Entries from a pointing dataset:
'''
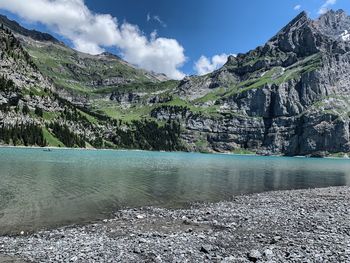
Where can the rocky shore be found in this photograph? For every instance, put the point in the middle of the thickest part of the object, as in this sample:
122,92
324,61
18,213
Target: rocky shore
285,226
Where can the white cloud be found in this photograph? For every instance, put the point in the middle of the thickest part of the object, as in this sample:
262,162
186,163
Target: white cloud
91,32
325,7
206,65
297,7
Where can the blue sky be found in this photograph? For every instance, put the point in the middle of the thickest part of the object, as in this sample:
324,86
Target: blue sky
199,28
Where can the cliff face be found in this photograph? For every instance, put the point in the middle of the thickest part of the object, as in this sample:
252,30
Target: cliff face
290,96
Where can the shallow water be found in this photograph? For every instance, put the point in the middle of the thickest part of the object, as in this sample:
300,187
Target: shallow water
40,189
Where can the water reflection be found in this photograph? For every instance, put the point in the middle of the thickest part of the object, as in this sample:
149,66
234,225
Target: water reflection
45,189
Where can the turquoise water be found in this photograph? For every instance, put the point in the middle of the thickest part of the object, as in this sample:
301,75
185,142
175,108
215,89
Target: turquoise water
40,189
'''
'''
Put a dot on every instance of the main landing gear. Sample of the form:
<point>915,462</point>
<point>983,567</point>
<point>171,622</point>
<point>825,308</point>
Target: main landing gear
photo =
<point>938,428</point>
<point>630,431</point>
'''
**What needs to be done**
Copy out word for word the rows from the line containing "Put a dot on" through the line containing "<point>630,431</point>", including both of those lines.

**The output**
Put a dot on every instance of the main landing gear. Sample of the form:
<point>915,462</point>
<point>983,567</point>
<point>171,622</point>
<point>825,308</point>
Target: main landing gear
photo =
<point>938,428</point>
<point>630,431</point>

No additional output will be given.